[EXCERPT]:
▽
Music for the Anthropocene – In partnership with the Royal Conservatoire of Scotland’s Art-Making in the Anthropocene
Published by: Katherine Wren
About: Katherine Wren
The Anthropocene – the era in which mankind’s effect on the earth became the dominant influence on the environment. Irreversible climate change, a lack of respect and care for the environment and for other species. The pursuit of wealth, the focus on the individual.
The arts have not been immune in the march of human “progress.” International touring, viewed as a mark of prestige coupled with easy and cheap travel has led to a world where artists are continually on the move, sometimes moving between countries on a daily basis.
How do we respond to this as artists? This is a question posed by the Royal Conservatoire of Scotland’s series, “Art-Making in the Anthropocene”, supported by the Royal Society of Edinburgh and SHARE. The talks have focused on a wide range of issues that artists are increasingly engaging with: social justice, awareness-raising, activism and, perhaps most important of all, the question of how we lessen our own impact on the planet.
When I was asked by series organiser, Dr. Emily Doolittle, to put together a concert for the series with Nordic Viola, it felt like a natural fit in many ways. I can’t pretend to be an angel when it comes to good practice – I’m not sure any of us can. Travel is, in many ways, intrinsic to my project. Air travel is inescapable if you are going to visit Greenland after all. Other than paying your way on an expedition boat or finding a way to travel on a cargo ship, there is no other way of getting there. However, when I do travel, I try to stay in one location and do as much as I can. I also find that this helps to build relationships. I’ve never owned a car, so I rarely have to face that demon. Slow travel is my life – if I possibly can cycle, walk or ski for transport then I will, and I love it.
△
[JOB A]: Rewrite the part of the Anthropocene piece that opens with the words containing "The arts have" and closes with "on the planet.", changing "artists" to "musicians" throughout.
[JOB B]: How many lines of the rows contain the string "green", with case counting? Give only the number.

[DATA FOR THIS TASK]:
▽
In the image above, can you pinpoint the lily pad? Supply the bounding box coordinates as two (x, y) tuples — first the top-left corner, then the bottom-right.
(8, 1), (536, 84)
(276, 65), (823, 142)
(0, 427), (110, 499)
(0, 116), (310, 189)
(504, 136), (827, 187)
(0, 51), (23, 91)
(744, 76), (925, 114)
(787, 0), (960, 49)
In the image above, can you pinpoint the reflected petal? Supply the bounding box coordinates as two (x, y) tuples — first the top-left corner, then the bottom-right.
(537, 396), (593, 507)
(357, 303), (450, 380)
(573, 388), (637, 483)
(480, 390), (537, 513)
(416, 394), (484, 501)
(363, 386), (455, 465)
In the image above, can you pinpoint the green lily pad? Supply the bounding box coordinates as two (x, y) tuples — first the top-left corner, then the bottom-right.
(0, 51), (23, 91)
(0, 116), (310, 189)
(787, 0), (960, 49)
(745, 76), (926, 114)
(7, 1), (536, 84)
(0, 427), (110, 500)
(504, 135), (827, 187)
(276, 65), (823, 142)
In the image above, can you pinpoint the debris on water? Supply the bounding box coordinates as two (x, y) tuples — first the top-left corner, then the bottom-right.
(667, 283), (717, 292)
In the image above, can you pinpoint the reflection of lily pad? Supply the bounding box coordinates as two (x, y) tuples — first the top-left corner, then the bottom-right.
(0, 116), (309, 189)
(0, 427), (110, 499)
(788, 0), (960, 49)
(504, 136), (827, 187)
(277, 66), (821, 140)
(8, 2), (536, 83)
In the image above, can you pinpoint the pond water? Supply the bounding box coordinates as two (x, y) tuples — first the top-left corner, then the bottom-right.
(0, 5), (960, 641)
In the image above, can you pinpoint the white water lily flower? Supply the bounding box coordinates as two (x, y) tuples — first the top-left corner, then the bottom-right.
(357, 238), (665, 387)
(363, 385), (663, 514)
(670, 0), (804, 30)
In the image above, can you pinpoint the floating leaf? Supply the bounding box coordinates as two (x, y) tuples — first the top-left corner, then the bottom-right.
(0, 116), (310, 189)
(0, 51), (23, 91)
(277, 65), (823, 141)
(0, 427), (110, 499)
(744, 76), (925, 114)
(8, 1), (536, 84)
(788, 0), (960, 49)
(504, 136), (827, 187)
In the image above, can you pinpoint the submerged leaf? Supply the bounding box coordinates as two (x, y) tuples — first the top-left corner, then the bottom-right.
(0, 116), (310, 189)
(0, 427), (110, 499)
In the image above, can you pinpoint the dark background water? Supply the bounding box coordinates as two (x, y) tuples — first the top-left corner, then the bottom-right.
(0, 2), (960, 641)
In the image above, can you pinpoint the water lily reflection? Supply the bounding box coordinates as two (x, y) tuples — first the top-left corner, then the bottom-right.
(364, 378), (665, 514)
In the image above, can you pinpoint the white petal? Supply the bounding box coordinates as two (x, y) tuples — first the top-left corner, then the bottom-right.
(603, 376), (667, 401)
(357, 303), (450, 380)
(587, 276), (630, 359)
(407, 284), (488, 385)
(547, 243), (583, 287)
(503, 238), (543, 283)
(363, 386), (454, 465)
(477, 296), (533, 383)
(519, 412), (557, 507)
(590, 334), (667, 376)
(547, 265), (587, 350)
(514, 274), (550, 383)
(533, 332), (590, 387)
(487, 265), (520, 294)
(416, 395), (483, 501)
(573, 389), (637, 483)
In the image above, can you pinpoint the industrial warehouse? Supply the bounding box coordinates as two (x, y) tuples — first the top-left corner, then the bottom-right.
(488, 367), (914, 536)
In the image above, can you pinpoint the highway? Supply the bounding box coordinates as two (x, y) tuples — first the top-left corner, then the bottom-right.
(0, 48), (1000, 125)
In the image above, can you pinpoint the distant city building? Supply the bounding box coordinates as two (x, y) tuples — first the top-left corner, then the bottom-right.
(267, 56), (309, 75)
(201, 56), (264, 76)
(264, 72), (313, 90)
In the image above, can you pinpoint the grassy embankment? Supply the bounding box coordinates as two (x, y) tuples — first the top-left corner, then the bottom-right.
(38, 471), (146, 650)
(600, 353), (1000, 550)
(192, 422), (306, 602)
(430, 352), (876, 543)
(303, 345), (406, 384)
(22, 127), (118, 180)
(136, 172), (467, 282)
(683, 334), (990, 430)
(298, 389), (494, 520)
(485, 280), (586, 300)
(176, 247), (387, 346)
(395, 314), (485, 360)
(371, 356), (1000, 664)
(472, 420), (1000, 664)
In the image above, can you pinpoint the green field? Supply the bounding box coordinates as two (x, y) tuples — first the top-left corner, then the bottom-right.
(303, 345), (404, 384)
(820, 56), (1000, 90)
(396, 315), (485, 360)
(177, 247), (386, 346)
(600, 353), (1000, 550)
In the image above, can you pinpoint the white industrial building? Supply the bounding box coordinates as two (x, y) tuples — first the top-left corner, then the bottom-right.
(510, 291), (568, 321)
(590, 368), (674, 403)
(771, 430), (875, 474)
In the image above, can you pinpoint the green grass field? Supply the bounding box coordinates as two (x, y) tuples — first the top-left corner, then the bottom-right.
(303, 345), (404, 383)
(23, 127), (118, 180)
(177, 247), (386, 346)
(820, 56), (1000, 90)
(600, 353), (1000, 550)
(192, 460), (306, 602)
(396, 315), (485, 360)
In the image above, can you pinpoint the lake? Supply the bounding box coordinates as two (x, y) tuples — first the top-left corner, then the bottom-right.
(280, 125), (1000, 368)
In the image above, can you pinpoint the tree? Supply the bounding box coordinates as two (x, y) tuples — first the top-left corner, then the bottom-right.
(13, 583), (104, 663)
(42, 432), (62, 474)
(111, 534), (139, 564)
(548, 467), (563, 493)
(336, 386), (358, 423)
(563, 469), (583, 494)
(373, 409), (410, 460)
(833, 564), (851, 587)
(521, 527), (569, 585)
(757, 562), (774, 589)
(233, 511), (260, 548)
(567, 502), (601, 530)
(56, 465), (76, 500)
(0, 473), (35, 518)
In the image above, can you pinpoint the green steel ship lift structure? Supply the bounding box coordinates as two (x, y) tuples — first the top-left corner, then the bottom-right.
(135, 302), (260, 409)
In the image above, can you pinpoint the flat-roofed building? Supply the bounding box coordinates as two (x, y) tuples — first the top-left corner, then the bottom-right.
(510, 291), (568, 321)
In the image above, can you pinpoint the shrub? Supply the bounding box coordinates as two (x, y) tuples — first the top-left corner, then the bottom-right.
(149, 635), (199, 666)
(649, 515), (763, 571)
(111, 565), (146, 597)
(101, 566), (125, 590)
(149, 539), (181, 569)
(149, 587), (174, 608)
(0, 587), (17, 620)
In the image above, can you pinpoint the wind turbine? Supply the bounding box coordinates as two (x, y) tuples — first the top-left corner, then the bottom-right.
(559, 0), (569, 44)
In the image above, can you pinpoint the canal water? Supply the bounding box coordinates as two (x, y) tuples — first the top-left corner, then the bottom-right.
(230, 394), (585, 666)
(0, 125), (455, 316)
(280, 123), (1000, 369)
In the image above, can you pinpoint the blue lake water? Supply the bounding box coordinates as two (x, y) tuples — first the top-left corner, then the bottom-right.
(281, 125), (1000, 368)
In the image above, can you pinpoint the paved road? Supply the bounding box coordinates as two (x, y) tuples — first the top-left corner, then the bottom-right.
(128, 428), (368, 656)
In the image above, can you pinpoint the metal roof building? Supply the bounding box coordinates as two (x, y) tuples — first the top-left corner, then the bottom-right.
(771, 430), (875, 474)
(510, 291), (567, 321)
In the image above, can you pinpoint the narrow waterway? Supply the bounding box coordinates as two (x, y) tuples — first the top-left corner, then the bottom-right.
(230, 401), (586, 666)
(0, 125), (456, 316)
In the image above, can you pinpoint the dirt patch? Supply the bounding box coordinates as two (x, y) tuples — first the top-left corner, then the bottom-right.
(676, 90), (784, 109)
△
[CORRECT ANSWER A]:
The arts have not been immune in the march of human “progress.” International touring, viewed as a mark of prestige coupled with easy and cheap travel has led to a world where musicians are continually on the move, sometimes moving between countries on a daily basis.
How do we respond to this as musicians? This is a question posed by the Royal Conservatoire of Scotland’s series, “Art-Making in the Anthropocene”, supported by the Royal Society of Edinburgh and SHARE. The talks have focused on a wide range of issues that musicians are increasingly engaging with: social justice, awareness-raising, activism and, perhaps most important of all, the question of how we lessen our own impact on the planet.

[CORRECT ANSWER B]: 4